ACTION ITEM ▸ Where a line in the material below has the string "church", please report it.

==== DATA EXCERPTS

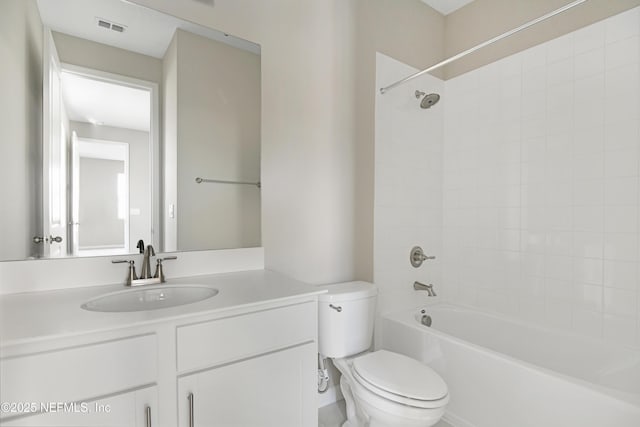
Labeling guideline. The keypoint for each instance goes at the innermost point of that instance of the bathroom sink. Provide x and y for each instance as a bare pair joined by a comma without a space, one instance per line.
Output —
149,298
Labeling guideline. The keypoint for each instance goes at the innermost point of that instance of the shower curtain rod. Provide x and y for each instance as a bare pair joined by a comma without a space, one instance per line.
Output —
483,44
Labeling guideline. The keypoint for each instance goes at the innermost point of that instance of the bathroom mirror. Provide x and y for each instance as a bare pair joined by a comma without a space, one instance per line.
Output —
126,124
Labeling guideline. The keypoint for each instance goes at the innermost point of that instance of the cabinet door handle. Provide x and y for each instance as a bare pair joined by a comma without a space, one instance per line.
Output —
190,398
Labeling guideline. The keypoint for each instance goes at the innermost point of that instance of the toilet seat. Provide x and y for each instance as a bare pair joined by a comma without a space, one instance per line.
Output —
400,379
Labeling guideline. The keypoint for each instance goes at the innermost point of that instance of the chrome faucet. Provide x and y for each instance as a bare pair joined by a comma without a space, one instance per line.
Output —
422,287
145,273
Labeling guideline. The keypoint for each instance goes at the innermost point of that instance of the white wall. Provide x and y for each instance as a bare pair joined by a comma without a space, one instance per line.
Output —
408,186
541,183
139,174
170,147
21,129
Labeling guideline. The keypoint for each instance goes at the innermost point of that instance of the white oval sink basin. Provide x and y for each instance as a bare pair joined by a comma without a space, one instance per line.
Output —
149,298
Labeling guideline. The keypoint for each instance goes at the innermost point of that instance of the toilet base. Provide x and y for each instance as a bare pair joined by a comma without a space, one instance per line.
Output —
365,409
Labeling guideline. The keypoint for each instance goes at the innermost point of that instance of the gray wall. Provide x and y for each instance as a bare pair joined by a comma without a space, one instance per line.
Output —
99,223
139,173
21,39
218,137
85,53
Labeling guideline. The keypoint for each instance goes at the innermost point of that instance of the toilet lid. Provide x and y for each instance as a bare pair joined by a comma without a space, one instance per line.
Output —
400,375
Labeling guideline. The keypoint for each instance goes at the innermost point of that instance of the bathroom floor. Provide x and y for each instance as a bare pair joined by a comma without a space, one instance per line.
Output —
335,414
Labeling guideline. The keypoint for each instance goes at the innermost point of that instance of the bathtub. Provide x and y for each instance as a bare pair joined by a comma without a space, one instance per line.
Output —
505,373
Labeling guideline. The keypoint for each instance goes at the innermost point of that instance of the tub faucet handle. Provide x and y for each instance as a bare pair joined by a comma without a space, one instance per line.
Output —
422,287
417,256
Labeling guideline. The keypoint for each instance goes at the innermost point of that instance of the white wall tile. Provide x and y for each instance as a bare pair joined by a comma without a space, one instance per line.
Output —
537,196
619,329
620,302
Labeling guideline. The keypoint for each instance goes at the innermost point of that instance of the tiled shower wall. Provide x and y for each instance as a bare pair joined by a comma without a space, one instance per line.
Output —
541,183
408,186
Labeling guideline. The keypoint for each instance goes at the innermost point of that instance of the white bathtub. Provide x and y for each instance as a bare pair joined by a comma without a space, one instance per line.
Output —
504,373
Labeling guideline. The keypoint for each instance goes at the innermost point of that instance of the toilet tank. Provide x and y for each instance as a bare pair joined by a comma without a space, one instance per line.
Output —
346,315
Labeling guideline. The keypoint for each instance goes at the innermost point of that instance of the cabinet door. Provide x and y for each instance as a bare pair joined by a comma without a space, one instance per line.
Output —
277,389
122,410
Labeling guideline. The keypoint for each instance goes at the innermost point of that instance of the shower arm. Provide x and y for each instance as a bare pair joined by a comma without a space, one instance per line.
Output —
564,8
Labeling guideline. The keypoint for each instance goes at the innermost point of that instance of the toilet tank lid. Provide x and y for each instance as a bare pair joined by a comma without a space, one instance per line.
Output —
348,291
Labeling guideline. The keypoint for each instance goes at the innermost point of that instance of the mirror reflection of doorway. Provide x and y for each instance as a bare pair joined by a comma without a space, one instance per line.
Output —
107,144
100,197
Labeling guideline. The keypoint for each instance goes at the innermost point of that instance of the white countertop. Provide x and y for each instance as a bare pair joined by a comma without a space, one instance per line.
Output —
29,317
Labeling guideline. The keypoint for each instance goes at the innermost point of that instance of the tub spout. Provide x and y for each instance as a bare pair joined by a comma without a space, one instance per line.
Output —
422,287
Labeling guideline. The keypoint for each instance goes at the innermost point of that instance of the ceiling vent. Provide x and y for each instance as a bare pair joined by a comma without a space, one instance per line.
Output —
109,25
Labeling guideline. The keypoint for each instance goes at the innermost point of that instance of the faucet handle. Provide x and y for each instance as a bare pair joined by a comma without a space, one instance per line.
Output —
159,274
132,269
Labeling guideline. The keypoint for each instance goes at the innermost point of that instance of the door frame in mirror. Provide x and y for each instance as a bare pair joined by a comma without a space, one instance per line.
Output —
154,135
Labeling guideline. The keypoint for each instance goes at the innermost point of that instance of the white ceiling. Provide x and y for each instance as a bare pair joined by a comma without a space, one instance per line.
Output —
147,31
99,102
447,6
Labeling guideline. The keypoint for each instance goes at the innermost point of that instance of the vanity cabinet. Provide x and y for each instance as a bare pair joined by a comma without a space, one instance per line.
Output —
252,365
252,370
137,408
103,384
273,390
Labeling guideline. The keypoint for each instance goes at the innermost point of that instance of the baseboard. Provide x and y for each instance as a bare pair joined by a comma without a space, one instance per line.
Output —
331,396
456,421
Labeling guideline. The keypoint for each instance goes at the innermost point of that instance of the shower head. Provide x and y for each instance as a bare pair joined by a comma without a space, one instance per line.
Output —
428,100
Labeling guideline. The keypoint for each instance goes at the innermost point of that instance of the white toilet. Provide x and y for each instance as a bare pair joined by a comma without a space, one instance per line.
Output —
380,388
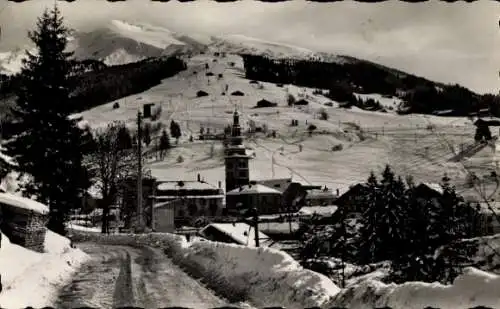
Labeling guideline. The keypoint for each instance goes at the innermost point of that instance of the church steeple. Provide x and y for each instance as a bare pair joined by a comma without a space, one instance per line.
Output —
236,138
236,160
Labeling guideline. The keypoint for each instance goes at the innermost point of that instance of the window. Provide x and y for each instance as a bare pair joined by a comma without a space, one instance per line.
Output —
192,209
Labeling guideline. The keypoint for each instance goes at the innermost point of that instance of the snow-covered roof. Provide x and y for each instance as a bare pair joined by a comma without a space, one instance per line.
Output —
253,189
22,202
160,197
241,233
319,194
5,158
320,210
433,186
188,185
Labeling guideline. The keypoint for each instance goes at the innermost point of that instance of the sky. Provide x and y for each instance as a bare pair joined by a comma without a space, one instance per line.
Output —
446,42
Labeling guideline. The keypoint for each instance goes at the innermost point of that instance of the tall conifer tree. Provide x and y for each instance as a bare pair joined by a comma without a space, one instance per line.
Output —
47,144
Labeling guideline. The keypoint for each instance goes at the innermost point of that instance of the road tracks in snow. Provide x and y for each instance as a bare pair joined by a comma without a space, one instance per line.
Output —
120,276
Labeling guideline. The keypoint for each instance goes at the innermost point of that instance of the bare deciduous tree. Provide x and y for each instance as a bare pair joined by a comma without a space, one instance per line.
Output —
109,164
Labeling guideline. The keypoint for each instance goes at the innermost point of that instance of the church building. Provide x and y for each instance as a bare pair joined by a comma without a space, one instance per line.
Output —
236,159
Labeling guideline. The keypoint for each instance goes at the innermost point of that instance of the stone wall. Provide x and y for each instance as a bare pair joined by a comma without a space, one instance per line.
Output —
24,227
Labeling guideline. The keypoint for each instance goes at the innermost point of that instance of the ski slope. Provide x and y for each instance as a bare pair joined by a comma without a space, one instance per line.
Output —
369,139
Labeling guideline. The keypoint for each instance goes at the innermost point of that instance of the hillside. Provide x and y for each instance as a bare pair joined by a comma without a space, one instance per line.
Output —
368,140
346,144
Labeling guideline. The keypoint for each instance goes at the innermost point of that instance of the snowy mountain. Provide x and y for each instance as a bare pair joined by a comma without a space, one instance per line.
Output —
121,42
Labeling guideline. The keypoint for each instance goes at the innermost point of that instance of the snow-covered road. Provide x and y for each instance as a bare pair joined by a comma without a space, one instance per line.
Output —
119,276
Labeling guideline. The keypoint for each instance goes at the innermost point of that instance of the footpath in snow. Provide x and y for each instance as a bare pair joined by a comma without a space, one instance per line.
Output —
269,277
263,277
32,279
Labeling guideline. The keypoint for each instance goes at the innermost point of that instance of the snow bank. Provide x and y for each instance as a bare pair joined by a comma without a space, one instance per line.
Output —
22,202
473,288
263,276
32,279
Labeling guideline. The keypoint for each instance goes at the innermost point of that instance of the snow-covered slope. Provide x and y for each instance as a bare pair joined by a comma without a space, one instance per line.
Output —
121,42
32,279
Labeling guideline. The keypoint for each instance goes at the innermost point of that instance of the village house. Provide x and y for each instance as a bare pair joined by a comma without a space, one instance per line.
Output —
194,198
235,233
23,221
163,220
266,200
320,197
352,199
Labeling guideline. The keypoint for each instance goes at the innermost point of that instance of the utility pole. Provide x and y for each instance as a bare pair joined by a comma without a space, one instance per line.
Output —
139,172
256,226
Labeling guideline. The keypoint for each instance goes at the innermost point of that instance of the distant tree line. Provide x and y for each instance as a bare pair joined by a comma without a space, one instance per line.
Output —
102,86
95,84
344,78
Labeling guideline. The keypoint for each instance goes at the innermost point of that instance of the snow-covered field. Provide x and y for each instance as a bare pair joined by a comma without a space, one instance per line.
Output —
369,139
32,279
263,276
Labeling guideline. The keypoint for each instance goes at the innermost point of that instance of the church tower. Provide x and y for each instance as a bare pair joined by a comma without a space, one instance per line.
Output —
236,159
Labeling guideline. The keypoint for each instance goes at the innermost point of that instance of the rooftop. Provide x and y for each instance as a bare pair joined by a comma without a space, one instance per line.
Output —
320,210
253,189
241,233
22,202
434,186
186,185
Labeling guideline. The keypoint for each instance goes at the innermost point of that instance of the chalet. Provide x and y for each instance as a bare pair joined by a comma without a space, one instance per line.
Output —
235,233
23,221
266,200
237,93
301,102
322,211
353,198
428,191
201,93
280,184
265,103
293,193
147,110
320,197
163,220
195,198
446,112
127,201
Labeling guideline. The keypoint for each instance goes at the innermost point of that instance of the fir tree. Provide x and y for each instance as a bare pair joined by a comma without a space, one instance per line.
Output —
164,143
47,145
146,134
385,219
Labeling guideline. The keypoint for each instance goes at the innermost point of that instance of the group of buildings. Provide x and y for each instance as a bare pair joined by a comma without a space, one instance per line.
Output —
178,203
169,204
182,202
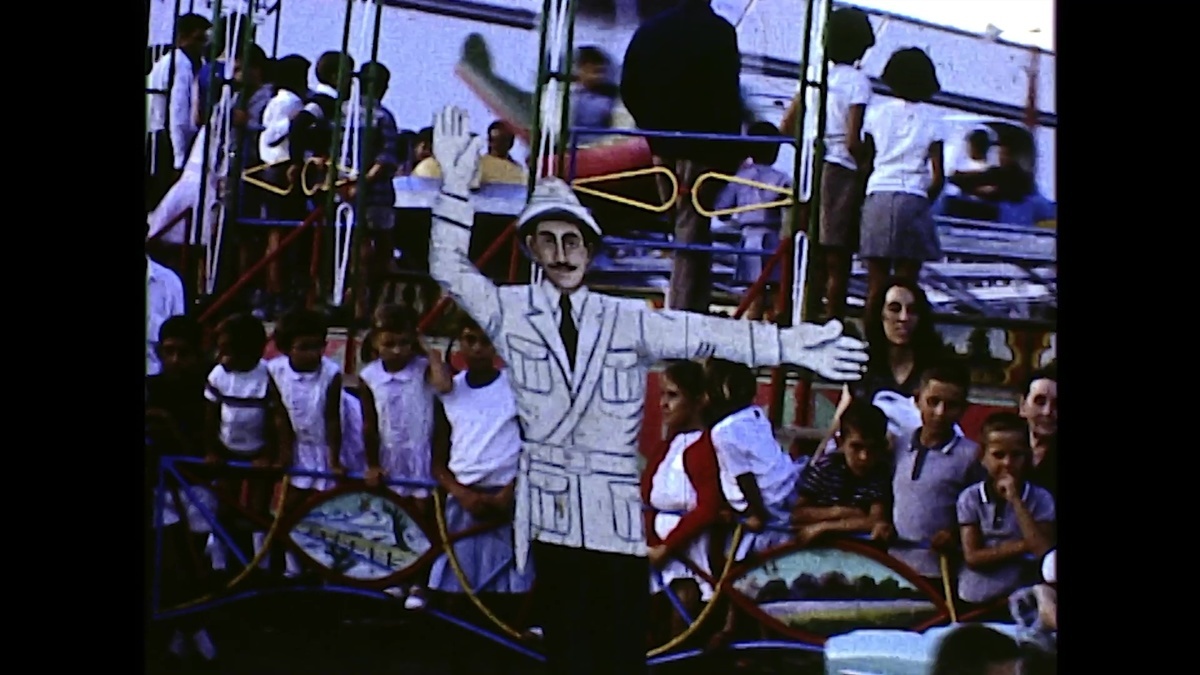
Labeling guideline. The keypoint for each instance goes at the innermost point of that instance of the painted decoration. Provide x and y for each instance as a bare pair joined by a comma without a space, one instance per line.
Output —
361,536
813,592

========

RESULT OF THE TASK ▸
Labeling guideline. The keypoint for each instance goes at the innermost point of that instance of the church steeple. Provide x and y for each instance as a bare pair joined by a comma without a space, one instance per line.
Labeling guideline. The keypoint for each instance goes at the innermost point of that instance of the church building. Provide x and y for each instance as a bare pair joined by a comma without a space, one instance per line.
Labeling guideline. The keypoint for each instance goes at the innermost point of that instance of the church tower. Provide x and y for each instance as a bare pair joined by a comma without a space, one instance per line.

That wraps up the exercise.